Задание и требования: Воспроизведите дословно отрывок из текста о попытке переворота в истории отечественной философии: начните со слов, в которых есть «В статьях В.А.», и остановитесь после «считаться сколько-нибудь успешной.».

Раздел текста:

----

Переворот не состоялся
Автор Бажанов В.А.   
02.06.2015 г.

В статьях В.А. Бажанова, А.А. Ермичёва, А.П. Козырева, М.А. Маслина, В.П. Филатова, С.С. Хоружего критически оценивается попытка С.Н. Корсакова совершить своего рода переворот в исследованиях, касающихся истории отечественной философии. Показывается, что в реальности оснований для такого переворота нет и данная попытка не может считаться сколько-нибудь успешной.

 

V.A. Bazhanov, A.A. Yermichev, A.P. Kozyrev, M.A. Maslin, V.P. Filatov, S.S. Horujy critically appraise the attempt of S.N. Korsakov ( p. 000 – 000 of the current issue) to make a kind of revolution related to the history of Russian philosophy. These authors show that there are no grounds for such a revolution, and this attempt of Korsakov could not be considered successful.

 

КЛЮЧЕВЫЕ СЛОВА: философия в России, русская религиозная философия, университетская философия, марксизм-ленинизм.

 

KEY WORDS: Russian philosophy, Russian religious philosophy, university philosophy, Marxism-Leninism.

 

 

Последние двадцать пять лет ознаменовались значительным ростом интереса к истории отечественной философии. Вышли фундаментальные труды, которые восполняли многие пробелы в этой истории. Особенно, конечно, это касается истории философии в СССР, которая достаточно продолжительный период находилась под мощным идеологическим прессом. В частности, о репрессиях в Институте философии АН СССР, писал и C.Н. Корсаков. В настоящем же материале он решил переосмыслить и переоценить состояние исследований по истории русской и советской философии в целом. И не просто переосмыслить и переоценить, а совершить своего рода переворот в интерпретации этой истории. Однако переворот, на мой взгляд, не удался.

----

Список записей:
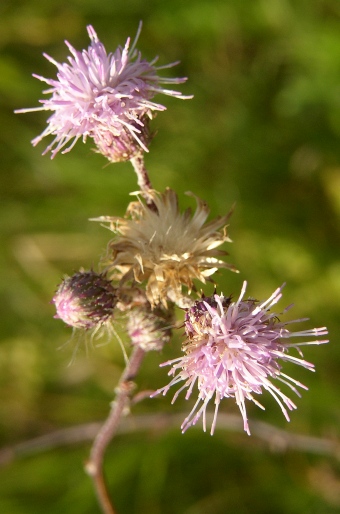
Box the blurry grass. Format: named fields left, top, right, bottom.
left=0, top=0, right=340, bottom=514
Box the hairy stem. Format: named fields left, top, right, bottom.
left=85, top=347, right=145, bottom=514
left=130, top=153, right=152, bottom=196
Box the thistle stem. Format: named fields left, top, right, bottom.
left=85, top=347, right=145, bottom=514
left=130, top=153, right=152, bottom=201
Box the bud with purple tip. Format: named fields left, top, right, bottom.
left=52, top=271, right=117, bottom=330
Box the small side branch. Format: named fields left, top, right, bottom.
left=130, top=153, right=153, bottom=204
left=85, top=347, right=145, bottom=514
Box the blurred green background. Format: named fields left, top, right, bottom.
left=0, top=0, right=340, bottom=514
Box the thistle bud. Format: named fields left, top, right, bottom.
left=52, top=271, right=117, bottom=330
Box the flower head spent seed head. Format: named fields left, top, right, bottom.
left=16, top=24, right=192, bottom=162
left=52, top=271, right=117, bottom=330
left=96, top=188, right=236, bottom=307
left=155, top=282, right=328, bottom=434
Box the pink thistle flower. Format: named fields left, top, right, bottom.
left=154, top=282, right=328, bottom=435
left=16, top=24, right=192, bottom=162
left=52, top=271, right=117, bottom=330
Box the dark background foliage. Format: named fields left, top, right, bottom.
left=0, top=0, right=340, bottom=514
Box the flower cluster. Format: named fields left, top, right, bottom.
left=16, top=25, right=191, bottom=162
left=97, top=189, right=235, bottom=307
left=155, top=282, right=328, bottom=434
left=17, top=26, right=327, bottom=434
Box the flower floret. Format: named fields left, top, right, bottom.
left=155, top=282, right=328, bottom=434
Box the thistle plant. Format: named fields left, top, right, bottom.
left=17, top=25, right=327, bottom=514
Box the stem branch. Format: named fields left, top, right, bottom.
left=85, top=347, right=145, bottom=514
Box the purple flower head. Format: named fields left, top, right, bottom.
left=52, top=271, right=117, bottom=329
left=155, top=282, right=328, bottom=434
left=16, top=24, right=191, bottom=162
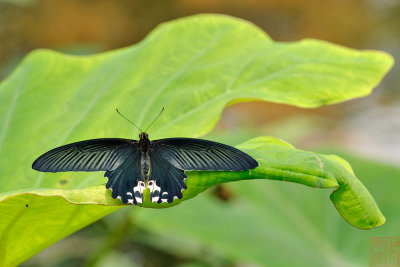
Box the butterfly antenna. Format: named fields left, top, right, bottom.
left=145, top=107, right=164, bottom=132
left=115, top=108, right=143, bottom=132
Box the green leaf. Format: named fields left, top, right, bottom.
left=0, top=15, right=393, bottom=265
left=130, top=152, right=400, bottom=267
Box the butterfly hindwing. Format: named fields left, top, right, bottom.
left=147, top=150, right=187, bottom=203
left=152, top=138, right=258, bottom=171
left=104, top=147, right=145, bottom=205
left=32, top=138, right=137, bottom=172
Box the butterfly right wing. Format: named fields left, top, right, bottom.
left=32, top=138, right=137, bottom=172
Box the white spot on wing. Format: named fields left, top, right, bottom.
left=147, top=180, right=161, bottom=202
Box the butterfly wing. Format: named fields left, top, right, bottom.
left=32, top=138, right=137, bottom=172
left=104, top=149, right=146, bottom=205
left=147, top=150, right=187, bottom=203
left=152, top=138, right=258, bottom=171
left=32, top=138, right=145, bottom=204
left=148, top=138, right=258, bottom=203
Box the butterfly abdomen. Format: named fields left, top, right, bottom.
left=140, top=152, right=150, bottom=180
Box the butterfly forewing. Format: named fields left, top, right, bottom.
left=152, top=138, right=258, bottom=171
left=148, top=150, right=187, bottom=203
left=32, top=138, right=137, bottom=172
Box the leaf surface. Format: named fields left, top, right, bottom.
left=0, top=15, right=393, bottom=265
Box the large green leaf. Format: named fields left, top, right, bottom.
left=134, top=154, right=400, bottom=267
left=0, top=15, right=393, bottom=265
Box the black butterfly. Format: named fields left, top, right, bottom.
left=32, top=109, right=258, bottom=205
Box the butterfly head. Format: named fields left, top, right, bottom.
left=139, top=132, right=149, bottom=140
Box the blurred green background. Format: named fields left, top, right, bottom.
left=0, top=0, right=400, bottom=266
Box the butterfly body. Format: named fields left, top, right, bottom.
left=32, top=132, right=258, bottom=205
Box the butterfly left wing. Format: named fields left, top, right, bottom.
left=32, top=138, right=137, bottom=172
left=147, top=150, right=187, bottom=203
left=104, top=149, right=146, bottom=205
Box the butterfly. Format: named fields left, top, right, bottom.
left=32, top=110, right=258, bottom=205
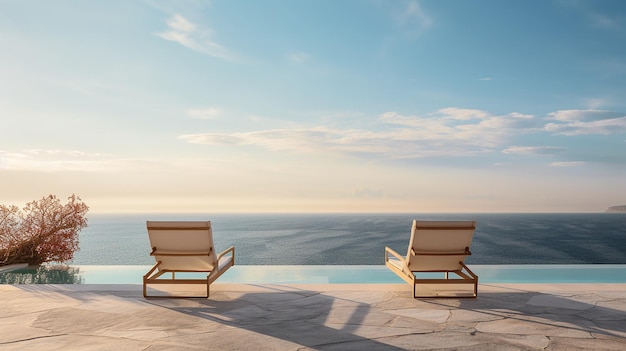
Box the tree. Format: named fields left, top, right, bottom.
left=0, top=194, right=89, bottom=266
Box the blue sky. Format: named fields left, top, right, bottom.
left=0, top=0, right=626, bottom=213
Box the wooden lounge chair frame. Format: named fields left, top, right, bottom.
left=385, top=220, right=478, bottom=298
left=143, top=221, right=235, bottom=298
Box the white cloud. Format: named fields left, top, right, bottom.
left=187, top=107, right=221, bottom=119
left=550, top=161, right=587, bottom=167
left=502, top=146, right=565, bottom=155
left=394, top=0, right=434, bottom=35
left=157, top=14, right=234, bottom=60
left=544, top=110, right=626, bottom=135
left=548, top=110, right=608, bottom=121
left=179, top=108, right=528, bottom=158
left=0, top=150, right=119, bottom=172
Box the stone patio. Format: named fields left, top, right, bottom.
left=0, top=283, right=626, bottom=351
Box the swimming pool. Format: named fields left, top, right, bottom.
left=0, top=264, right=626, bottom=284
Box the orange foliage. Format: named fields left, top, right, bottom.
left=0, top=195, right=89, bottom=266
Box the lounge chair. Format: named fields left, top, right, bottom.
left=385, top=220, right=478, bottom=298
left=143, top=221, right=235, bottom=297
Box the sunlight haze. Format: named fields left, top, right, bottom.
left=0, top=0, right=626, bottom=213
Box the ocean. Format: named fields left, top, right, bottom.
left=71, top=213, right=626, bottom=265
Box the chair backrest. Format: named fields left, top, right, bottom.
left=146, top=221, right=217, bottom=272
left=406, top=220, right=476, bottom=272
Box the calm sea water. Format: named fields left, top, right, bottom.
left=73, top=213, right=626, bottom=265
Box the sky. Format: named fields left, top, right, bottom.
left=0, top=0, right=626, bottom=213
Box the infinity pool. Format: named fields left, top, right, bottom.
left=0, top=264, right=626, bottom=284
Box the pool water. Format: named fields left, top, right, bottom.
left=0, top=264, right=626, bottom=284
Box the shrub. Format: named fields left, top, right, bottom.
left=0, top=195, right=89, bottom=266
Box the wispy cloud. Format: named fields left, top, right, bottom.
left=394, top=0, right=433, bottom=35
left=156, top=14, right=235, bottom=60
left=187, top=107, right=221, bottom=119
left=550, top=161, right=587, bottom=167
left=544, top=110, right=626, bottom=135
left=179, top=108, right=529, bottom=158
left=0, top=149, right=118, bottom=172
left=502, top=146, right=565, bottom=155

----

Ответ на задание:
В статьях В.А. Бажанова, А.А. Ермичёва, А.П. Козырева, М.А. Маслина, В.П. Филатова, С.С. Хоружего критически оценивается попытка С.Н. Корсакова совершить своего рода переворот в исследованиях, касающихся истории отечественной философии. Показывается, что в реальности оснований для такого переворота нет и данная попытка не может считаться сколько-нибудь успешной.